### Фрагмент текста
□ □ □ □

Однако, несмотря на то что этот принцип призван насаждать в обществе терпимость по отношению к любому инакомыслию и любым религиозным, расовым, национальным и т. п. различиям, он, постепенно становясь чем-то вроде социального ритуала, сам превращается в орудие репрессий, дискриминируя хотя бы тех, кто не желает или не имеет возможности его соблюдать.

Характерен случай с писательницей Татьяной Толстой, произошедший в одном из американских колледжей, где она читала лекции по русской литературе. На занятии, посвященном разбору рассказа Леонида Андреева «Иуда Искариот», она предложила ученикам ознакомиться с «первоисточником», то есть с Евангелием. За это ей было инкриминировано администрацией колледжа нарушение принципов политической корректности и был сделан выговор за ведение «религиозной пропаганды» в светском учебном заведении. Очевидно, что такая перспектива ожидает и Россию, несмотря на то что русская история неотделима здесь от истории Русской Церкви, а русская культура — от Православия.

Таким образом, идеологический диктат советской поры, с его детерминированными приоритетами и декларируемыми морально-нравственными ориентирами, на наших глазах сменяется диктатурой плюрализма, произволом иронии и игры и неизбежным императивом вывернутой наизнанку реальности. Однако манифестация непричастности к подлинной реальности есть форма радикального отвержения причастия — и как таинства и как синергии. Этим перекрывается путь к подлинному Источнику жизни — Христу (Я есмь путь и истина и жизнь — ср.: Ин. 14, 6).

В связи с этим особый статус приобретает постмодернистское «ничто» — виртуальная реальность, создание которой сопровождается умерщвлением больших идей, высоких смыслов и сверхличных ценностей. Смерть становится механизмом стратегии постмодернизма, опирающейся на ницшеанское мироощущение «смерти Бога».

Из этого следует, что ангел равнозначен и равновелик демону, благодать неотличима от наваждения и прелести, живое равноправно с мертвым, подлинное равноценно искусственному, сакральное амбивалентно профанному, ибо все представлено в равном достоинстве и равном ничтожестве в пространстве постмодернистской цивилизации, образующем одновременно и свалку, и супермаркет, и всемирную электронную выставку — интернет.

Андеграунд как новый истеблишмент

Одной из особенностей постсоветской эпохи является изменение статуса массовой культуры и ее поистине колонизаторская экспансия. Массовая культура существовала и в советские времена, но занимала «низовую» нишу, которая оставалась уделом профанов и которая могла быть удостоена, в лучшем случае, снисходительной («пусть себе живет!») гримасы со стороны советской интеллигенции. Однако, в силу общественных тенденций и новых технологий СМИ, она получила колоссальное распространение, диктуя обществу свой язык и навязывая свои стереотипы сознания. Фактически она сделалась нашей средой обитания.

В то же самое время, возникнув на подмостках истории в качестве «ассенизатора» советских идеологем, мифологем, деклараций, словесных штампов и советской стилистики как таковой, андеграунд, начинавший свою деятельность действительно «в подполье» — в подвалах и на чердаках, в дворницких и коммунальных комнатах, в малогабаритных квартирках и мастерских, а главное — своей эстетикой, своим противостоянием официозу и рассчитанный на это подпольное существование и прозябание, вдруг поднялся так высоко, что и сам сделался официозом и истеблишментом, любопытным образом сочетая в себе массовую и элитарную культуру.

□ □ □ □

### Задание 1
Перепечатайте часть текста о постмодернизме дословно, начиная со слов «Однако, несмотря на» и далее вплоть до слов «возможности его соблюдать.».
### Задание 2
Допишите текст о постмодернизме и массовой культуре, продолжив его сразу после последнего приведенного предложения.

### Исходные данные
□ □ □ □

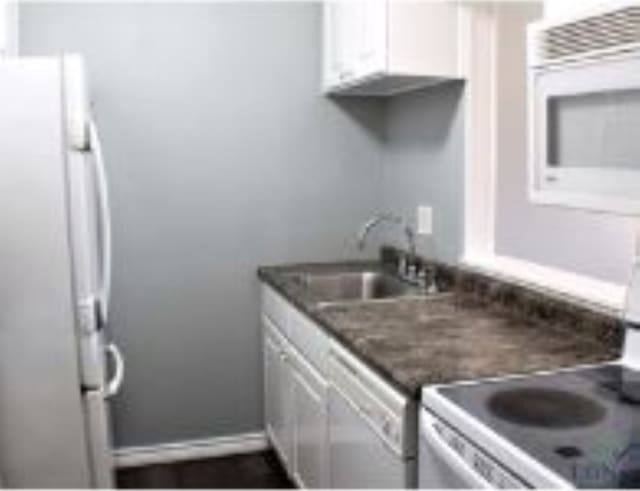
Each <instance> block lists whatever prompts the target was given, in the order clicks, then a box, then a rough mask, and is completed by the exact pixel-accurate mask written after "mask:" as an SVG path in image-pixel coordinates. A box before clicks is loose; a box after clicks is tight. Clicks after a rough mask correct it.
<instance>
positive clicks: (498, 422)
mask: <svg viewBox="0 0 640 491" xmlns="http://www.w3.org/2000/svg"><path fill="white" fill-rule="evenodd" d="M438 392H439V393H440V394H441V395H442V396H444V397H445V398H447V399H449V400H450V401H452V402H454V403H455V404H457V405H458V406H460V407H462V408H463V409H464V410H465V411H466V412H468V413H470V414H471V415H473V416H474V417H475V418H477V419H479V420H480V421H482V422H483V423H484V424H485V425H486V426H488V427H490V428H491V429H492V430H493V431H494V432H496V433H497V434H499V435H500V436H502V437H503V438H505V439H507V440H509V441H510V442H511V443H512V444H514V445H515V446H517V447H518V448H520V449H521V450H523V451H524V452H526V453H528V454H529V455H530V456H531V457H533V458H534V459H536V460H537V461H538V462H540V463H542V464H544V465H546V466H547V467H549V468H551V469H553V470H554V471H555V472H556V473H557V474H559V475H561V476H562V477H564V478H565V479H566V480H568V481H569V482H572V483H573V484H574V485H575V486H576V487H579V488H640V371H636V370H631V369H629V368H626V367H623V366H620V365H603V366H598V367H592V368H584V369H578V370H575V371H563V372H558V373H552V374H548V375H536V376H531V377H522V378H511V379H503V380H496V381H487V382H481V383H478V384H459V385H450V386H445V387H442V388H440V389H438Z"/></svg>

□ □ □ □

### Ответ 1
Однако, несмотря на то что этот принцип призван насаждать в обществе терпимость по отношению к любому инакомыслию и любым религиозным, расовым, национальным и т. п. различиям, он, постепенно становясь чем-то вроде социального ритуала, сам превращается в орудие репрессий, дискриминируя хотя бы тех, кто не желает или не имеет возможности его соблюдать.

### Ответ 2
При некоторой сложности сопоставления этих культурных слоев у них обозначаются сходные фундаментальные установки, позволяющие находить между ними некое сродство. Прежде всего — это борьба с национальными традициями, которые искаженно, имплицитно, порой бессознательно, присутствовали даже в обезбоженном советском сознании. Унаследовав именно это обезбоженное сознание, новая культура, вслед за марксистами и ленинцами, поставила в центре мироздания человека, взятого, однако, во всей его частности и случайности, и самовластно наделила его всевозможными правами и свободами.

Человек, наделенный свободой, имеет право на ее осуществление. Человек имеет право по собственному усмотрению распоряжаться своей душой: то есть служить каким угодно богам, демонам, самому себе или вовсе не служить никому, он имеет право эту душу продать, заложить и т. д.

Человек имеет право на свое тело: он может его отдать в пользование, продать, разукрасить многоразличными вкраплениями в виде татуировок и серег, изменить сексуальную ориентацию и даже саму половую принадлежность, и, наконец, он может его просто убить.

И наконец, человек имеет право на собственную жизнь, будучи при этом уверенным в своей полной безответственности. Все это есть его частное дело, его privacy.

Поставив человека в самый центр бытия и санкционировав его на самое страшное право, о возможности которого не без душевного трепета догадывался еще Николай Ставрогин, — право на бесчестье, «новое сознание» соответствующим образом симулирует создание вокруг индивидуума такого мира, в котором это право перестало бы быть чем-то зазорным.

Определяя эпоху, в которую мы живем, как постмодернистскую, следует иметь в виду, что постмодернизм, повторяем, есть не столько какое-то культурное течение или направление искусства, сколько новый тип мироощущения, общекультурное сознание, тип мышления и восприятия.

По логике постмодернизма («после нового»), история искусств как смена стилей закончена. Наступила эпоха метаискусства, метаязыка, способом чтения которого этот постмодернизм и является. Он в одинаковой мере равнодушен как к традиционализму (искусству, опирающемуся на старые образцы), так и к авангардизму (искусству, устремленному к новым формам) самим по себе, но и то и другое создают для него единое культурное пространство, лишенное каких-либо приоритетов. В этом пространстве все является лишь материалом для его интерпретаций, для его словесных, изобразительных инсталляций (в переводе с англ. — устройство, установка, монтаж, сборка).

Но закончена не только смена стилей, но и сама история: она зашла в «тоталитарный тупик»(8), и теперь нужны «альтернативные понятия, чтобы сбить историю с ее мерного шага, нужны интервенции «другого мышления», даже «безумного мышления»... Так развертывается целый веер альтернативных наук, вер, искусств, языковых моделей».(9)

Такое сознание аннигилирует прошлое и упраздняет будущее — значимым является только настоящее, «актуальное», «метаисторическое»: в нем нет ни нового, ни старого, но все может быть привлечено и использовано для карманных нужд текущего момента. Контекст делается важнее текста, творчество подменяется произвольной интерпретацией уже сотворенного, и это перетолковывание уже существующего становится преимущественным видом деятельности постмодернизма.